What to work on: Reproduce the records below in their entirety, character for character.

Source information START

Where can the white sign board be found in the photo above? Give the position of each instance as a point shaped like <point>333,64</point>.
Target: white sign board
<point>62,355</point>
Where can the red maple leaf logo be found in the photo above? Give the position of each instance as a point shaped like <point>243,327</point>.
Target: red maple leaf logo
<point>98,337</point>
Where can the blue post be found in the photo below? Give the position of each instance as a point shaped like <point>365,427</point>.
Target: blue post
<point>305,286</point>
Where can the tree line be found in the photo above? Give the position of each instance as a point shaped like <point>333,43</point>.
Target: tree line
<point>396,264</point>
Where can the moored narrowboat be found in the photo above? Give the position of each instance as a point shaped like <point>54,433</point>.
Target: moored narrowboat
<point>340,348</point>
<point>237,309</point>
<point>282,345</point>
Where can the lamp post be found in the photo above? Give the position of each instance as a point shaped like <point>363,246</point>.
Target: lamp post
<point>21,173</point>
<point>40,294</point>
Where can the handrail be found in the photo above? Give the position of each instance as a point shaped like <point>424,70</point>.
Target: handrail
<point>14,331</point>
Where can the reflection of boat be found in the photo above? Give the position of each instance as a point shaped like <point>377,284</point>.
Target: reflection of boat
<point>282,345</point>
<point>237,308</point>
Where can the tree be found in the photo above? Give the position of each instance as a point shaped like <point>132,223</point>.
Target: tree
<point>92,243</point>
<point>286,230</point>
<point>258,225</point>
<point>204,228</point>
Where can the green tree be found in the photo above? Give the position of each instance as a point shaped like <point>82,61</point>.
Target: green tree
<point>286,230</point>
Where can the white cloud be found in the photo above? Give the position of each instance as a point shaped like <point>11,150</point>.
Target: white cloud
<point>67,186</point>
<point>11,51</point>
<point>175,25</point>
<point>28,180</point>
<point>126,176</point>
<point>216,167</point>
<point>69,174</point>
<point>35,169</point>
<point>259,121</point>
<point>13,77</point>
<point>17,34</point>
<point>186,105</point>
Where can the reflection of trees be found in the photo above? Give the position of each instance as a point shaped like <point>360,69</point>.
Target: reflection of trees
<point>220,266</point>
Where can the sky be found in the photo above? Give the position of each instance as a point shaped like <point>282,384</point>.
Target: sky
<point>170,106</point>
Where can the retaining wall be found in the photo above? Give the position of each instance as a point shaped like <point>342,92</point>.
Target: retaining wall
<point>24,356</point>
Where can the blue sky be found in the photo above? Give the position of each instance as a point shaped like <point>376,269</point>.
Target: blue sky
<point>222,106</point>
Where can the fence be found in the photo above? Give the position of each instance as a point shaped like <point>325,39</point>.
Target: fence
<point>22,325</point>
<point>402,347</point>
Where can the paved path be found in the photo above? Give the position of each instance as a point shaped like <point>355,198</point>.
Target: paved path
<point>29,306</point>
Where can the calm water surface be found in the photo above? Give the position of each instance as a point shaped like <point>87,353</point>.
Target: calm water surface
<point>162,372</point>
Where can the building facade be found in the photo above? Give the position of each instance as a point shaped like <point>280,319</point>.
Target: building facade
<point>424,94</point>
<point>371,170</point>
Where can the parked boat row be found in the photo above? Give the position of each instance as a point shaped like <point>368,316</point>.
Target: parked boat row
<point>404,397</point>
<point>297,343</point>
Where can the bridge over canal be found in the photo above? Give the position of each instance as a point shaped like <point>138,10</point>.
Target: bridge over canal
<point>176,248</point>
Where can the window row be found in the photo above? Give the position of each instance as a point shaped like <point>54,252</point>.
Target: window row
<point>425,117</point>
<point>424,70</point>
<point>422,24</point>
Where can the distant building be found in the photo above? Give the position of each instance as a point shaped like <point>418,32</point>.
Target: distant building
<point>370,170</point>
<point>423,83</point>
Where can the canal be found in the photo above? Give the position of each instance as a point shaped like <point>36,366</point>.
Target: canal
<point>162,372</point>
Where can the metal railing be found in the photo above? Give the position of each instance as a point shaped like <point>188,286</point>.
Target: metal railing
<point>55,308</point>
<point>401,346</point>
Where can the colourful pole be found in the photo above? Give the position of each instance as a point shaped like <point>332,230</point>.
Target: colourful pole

Source information END

Solution to the problem:
Where can the white sign board be found in the photo above? Give the position of each instance as a point shaped like <point>333,64</point>.
Target: white sign board
<point>62,355</point>
Where can the red maple leaf logo be found in the photo above? Give the position of each instance as a point shaped like <point>243,327</point>.
Target: red maple leaf logo
<point>98,337</point>
Where can the blue post be found in the photo below? Give the position of each instance as a point shaped like <point>365,427</point>.
Target: blue post
<point>305,286</point>
Where can the tree line be found in the photo above? Give the position of each instance as a point shaped like <point>333,43</point>.
Target: tree line
<point>396,264</point>
Where can the moored narrowboat be found in the photo above? Give the position of each instance as a point shaped like <point>54,433</point>.
Target: moored narrowboat
<point>340,348</point>
<point>237,309</point>
<point>282,345</point>
Where can the lamp post be found in the photo above? Give the position of each instance as a point shaped like <point>363,246</point>.
Target: lamp post
<point>21,173</point>
<point>40,294</point>
Where can the handrail be found in the photo above? Give the position of each instance as a point shaped like <point>424,70</point>.
Target: handrail
<point>14,331</point>
Where can the reflection of boat be found in the photo above? Give the position of each instance as a point shaped like <point>377,284</point>.
Target: reflection of boat
<point>282,345</point>
<point>237,308</point>
Where can the tree be found in the photo above? Give the position of each instance as a point shaped like <point>132,223</point>.
Target: tree
<point>92,243</point>
<point>286,230</point>
<point>258,225</point>
<point>204,228</point>
Where can the green tree be found in the photo above? Give the position of each instance as a point shaped like <point>82,61</point>.
Target: green tree
<point>286,230</point>
Where can the white cloud be found in the photo above? Give the position of each instance as a point shaped like <point>11,150</point>.
Target: white cloud
<point>67,186</point>
<point>11,51</point>
<point>175,25</point>
<point>28,180</point>
<point>126,176</point>
<point>216,167</point>
<point>69,174</point>
<point>35,169</point>
<point>259,121</point>
<point>13,77</point>
<point>17,34</point>
<point>186,105</point>
Where can the reflection of trees be found in the photo above? Give the position of each instance as a point shaped like <point>360,69</point>.
Target: reflection of trees
<point>220,266</point>
Where can the sky be found in the photo above? Give the position of each instance as a point shaped like <point>282,384</point>.
Target: sky
<point>170,106</point>
Where can the retaining wall be found in the photo above? Give the position of each instance as a point shaped like <point>342,92</point>.
Target: retaining wall
<point>24,356</point>
Where can the blue sky be found in the photo above? Give the position of each instance as a point shaped like <point>376,269</point>.
Target: blue sky
<point>222,106</point>
Where can the fence be found in the photo above? Give the position of each instance as a point shaped like <point>325,39</point>.
Target: fence
<point>22,325</point>
<point>402,347</point>
Where can the paved path be found in the photo above? Give the position of each instance as a point shaped like <point>355,198</point>.
Target: paved path
<point>29,306</point>
Where can the calm water surface be found in the photo above? Give the position of each instance as a point shaped like <point>87,353</point>.
Target: calm water surface
<point>162,372</point>
Where can the building facade be found in the photo above? Give the position of each instance as a point shaped like <point>280,319</point>.
Target: building facade
<point>424,94</point>
<point>371,170</point>
Where can the parked boat row be found in the photo above? Give the position of each instance as a point shaped like <point>368,316</point>.
Target: parked boat row
<point>404,397</point>
<point>297,343</point>
Where can the bridge over canal be found in the photo above? Give the position of each instance as a point shaped like <point>138,10</point>.
Target: bridge over canal
<point>176,248</point>
Where can the window row be found in the photo above? Give the position of each instance as a point shaped like <point>54,252</point>.
Target: window row
<point>425,117</point>
<point>424,70</point>
<point>422,24</point>
Where can the distant building be found in the photo above? Give the position of each instance as a point shaped like <point>418,32</point>.
Target: distant building
<point>370,170</point>
<point>423,83</point>
Where can the canal be found in the photo above? Give the position of each instance as a point shaped like <point>36,366</point>.
Target: canal
<point>162,372</point>
Where can the metal railing be found in the photo above? Give the position of each instance as a point shaped like <point>188,286</point>.
Target: metal railing
<point>55,308</point>
<point>401,346</point>
Where can the colourful pole be found in the photo above? Give the position of each instance as a point shaped like <point>332,230</point>.
Target: colourful pole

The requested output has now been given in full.